--- SOURCE EXTRACT ---
* Start *

Clarity: The paper is well written. It also provides previous related papers well.

Relation to Prior Work: This paper clearly discusses how this work differs from previous contributions.

Reproducibility: Yes

Additional Feedback: I read the author feedback. It answers my question well and was consistent with what I assumed in the original review. Therefore, I remain my positive evaluation. In my understanding, in standard multi-scale GNN, there are nonlinear activation in-between aggregation functions G. In this paper, there is no nonlinear activation in-between aggregation functions G. Nonlinear activation is only in B. Therefore, "graph" part G is always linear. Is there such multi-scale GNN in the literature? Why do you think this "linear version" works better than standard multi-scale GNN with non-linearity in-between aggregations? Is there any reference or additional empirical study to demonstrate the effect of "linear version vs nonlinear version"? The answer to these questions affect my final evaluation a lot, since this determines how relevant this paper is for GNN. After author response on this, I may decrease or increase my evaluation a lot (my current evaluation is very tentative). Theorem 1 is trivial to me given Assumption 1, even without any previous papers. But, I have worked on this field, and what I thought trivial turned out to be not trivial to others in many times previously. Theorem 2 (with the correction in appendix) is more interesting to me, but this also follows standard proof of Rademacher complexity bounds. This bound can increase exponentially as depth increase, as I mentioned above. The trade-off issue mentioned after Theorem 2 is not resolved in this paper. But, it is good to discuss the limitation explicitly, unlike many other papers.

Review 2

Summary and Contributions: The paper presents a novel boosting style method to optimize graph NNs and tries to pull together various pieces from learning theory to shed light on the optimization and generalization accuracy in GNNs, in particular as it relates to a phenomenon called "over-smoothing" in the DNN community.

Strengths: The paper digests quite some literature and results, which it tries to adapt to the chosen setting.

Weaknesses: I find the paper extremely hard to read. I can't state that I feel comfortable, I have understood the main claims and results. There is very little empirical evidence or clean argumentation that would motivate the reader to follows the suggested path that combines "muddy" fundings from GNNs with established learning theory. As it stands, I find the paper needs a major revision to work out the actual claims and results.

Correctness: (Unable to check due to complexity of write-up.)

Clarity: No, surely not. See above.

Relation to Prior Work: A lot of work is cited, but I still feel there is a lack of clarity in putting this work into the context of other work in GNNs.

Reproducibility: Yes

Additional Feedback:

Review 3

Summary and Contributions: This paper proposed GB-GNN, a multi-scale graph neural network with the boosting theory to deal with the over-smoothing problem. On top of the generalization gap, the authors also studied the optimization guarantee under the weak learning condition. The upper bound of test error is derived under the special case of MLPs as the transformation function and GCNs as the aggregation function. Both theoretical analysis and experimental results indicate an improved performance on test error when deepening the model. In terms of the prediction accuracy, the framework (with several variants) has been implemented on the standard node classification datasets and performs comparable results to the conventional GNNs.

* End *

--- WRITTEN EXERCISE ---
Translate this sentence from the reviews into Spanish: "This paper clearly discusses how this work differs from previous contributions." Rely only on the reviews above.

--- ROWS ---
* Start *

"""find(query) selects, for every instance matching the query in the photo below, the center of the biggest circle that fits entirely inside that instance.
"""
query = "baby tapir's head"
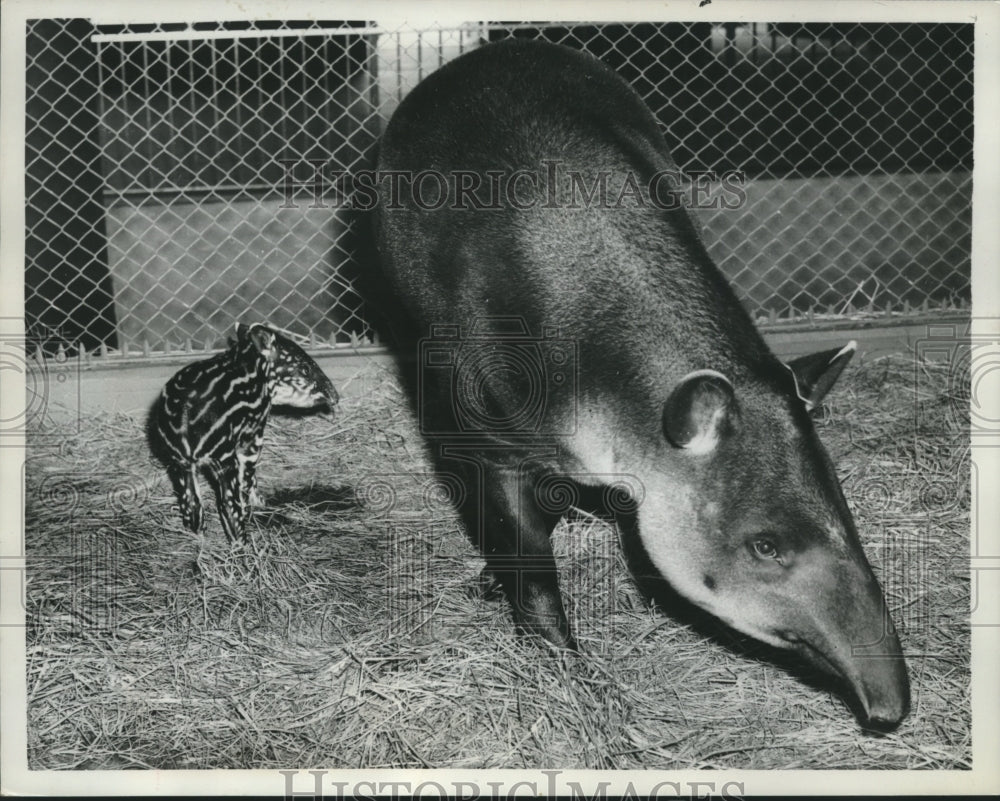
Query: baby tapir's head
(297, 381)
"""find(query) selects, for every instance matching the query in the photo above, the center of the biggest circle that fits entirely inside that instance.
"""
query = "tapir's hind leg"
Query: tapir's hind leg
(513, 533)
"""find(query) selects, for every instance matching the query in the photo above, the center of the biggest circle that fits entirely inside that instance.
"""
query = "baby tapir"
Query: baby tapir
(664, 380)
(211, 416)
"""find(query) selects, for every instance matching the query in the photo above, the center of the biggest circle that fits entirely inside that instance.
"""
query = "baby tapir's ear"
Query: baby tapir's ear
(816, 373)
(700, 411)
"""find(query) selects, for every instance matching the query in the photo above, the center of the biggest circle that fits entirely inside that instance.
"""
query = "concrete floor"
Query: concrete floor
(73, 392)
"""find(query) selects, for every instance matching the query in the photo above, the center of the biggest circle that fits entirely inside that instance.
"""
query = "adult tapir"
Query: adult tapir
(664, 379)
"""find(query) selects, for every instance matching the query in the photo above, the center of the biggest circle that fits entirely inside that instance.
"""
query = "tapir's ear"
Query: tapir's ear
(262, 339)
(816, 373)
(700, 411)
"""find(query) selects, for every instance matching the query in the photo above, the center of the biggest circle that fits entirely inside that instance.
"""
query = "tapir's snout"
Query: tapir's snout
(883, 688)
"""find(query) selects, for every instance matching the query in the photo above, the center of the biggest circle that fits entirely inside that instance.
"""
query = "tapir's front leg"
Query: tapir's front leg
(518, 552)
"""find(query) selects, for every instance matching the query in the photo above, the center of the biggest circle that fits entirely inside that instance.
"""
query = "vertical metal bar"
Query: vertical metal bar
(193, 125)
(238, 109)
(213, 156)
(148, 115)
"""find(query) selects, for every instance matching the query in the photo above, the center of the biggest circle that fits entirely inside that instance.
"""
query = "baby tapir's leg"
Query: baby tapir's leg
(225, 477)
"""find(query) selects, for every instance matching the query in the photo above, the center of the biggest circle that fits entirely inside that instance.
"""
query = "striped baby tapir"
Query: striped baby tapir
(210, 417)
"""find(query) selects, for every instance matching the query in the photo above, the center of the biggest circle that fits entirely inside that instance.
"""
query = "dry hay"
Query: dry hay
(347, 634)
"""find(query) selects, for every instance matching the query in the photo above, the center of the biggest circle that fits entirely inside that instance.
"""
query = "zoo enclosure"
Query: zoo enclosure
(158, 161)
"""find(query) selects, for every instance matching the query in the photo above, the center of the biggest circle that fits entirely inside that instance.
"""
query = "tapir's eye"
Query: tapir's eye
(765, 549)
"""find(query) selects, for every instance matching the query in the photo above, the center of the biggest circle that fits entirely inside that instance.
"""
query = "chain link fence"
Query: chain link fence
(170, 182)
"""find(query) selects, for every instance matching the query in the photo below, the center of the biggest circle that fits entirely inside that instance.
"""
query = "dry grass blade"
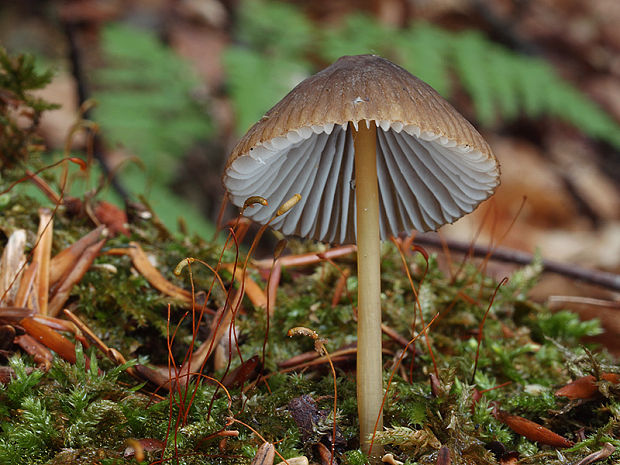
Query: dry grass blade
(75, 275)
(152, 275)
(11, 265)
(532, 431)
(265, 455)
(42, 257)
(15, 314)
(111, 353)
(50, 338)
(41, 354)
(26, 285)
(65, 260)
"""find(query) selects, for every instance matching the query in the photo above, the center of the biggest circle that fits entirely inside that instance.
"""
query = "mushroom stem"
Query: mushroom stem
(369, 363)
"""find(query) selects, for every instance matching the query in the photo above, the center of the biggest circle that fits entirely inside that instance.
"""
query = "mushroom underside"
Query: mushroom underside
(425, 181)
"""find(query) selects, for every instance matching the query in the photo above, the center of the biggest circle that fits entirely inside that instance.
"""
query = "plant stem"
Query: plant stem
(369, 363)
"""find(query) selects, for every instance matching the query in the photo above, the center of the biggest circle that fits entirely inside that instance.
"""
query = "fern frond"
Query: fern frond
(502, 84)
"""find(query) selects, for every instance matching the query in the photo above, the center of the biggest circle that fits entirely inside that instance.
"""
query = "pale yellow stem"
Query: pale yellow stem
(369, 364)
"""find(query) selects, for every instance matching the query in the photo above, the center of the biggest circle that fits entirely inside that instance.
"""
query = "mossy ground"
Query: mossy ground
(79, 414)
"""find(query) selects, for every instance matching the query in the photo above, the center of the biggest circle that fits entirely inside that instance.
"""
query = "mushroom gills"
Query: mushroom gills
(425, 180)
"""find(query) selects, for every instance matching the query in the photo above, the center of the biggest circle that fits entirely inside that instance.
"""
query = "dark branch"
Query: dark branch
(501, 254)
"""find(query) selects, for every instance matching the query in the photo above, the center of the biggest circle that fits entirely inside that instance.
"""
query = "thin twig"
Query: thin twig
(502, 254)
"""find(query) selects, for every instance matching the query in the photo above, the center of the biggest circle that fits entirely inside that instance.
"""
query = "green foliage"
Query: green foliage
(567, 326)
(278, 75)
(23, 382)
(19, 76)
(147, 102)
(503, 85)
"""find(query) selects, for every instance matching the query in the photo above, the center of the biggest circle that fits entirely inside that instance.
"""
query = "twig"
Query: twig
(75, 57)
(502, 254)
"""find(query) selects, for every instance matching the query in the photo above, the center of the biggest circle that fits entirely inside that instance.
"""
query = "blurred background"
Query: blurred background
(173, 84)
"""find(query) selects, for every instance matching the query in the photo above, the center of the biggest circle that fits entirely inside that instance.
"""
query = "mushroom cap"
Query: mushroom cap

* End *

--- SOLUTION TO THE EXERCISE ---
Este artículo explica claramente en qué se diferencia este trabajo de las contribuciones anteriores.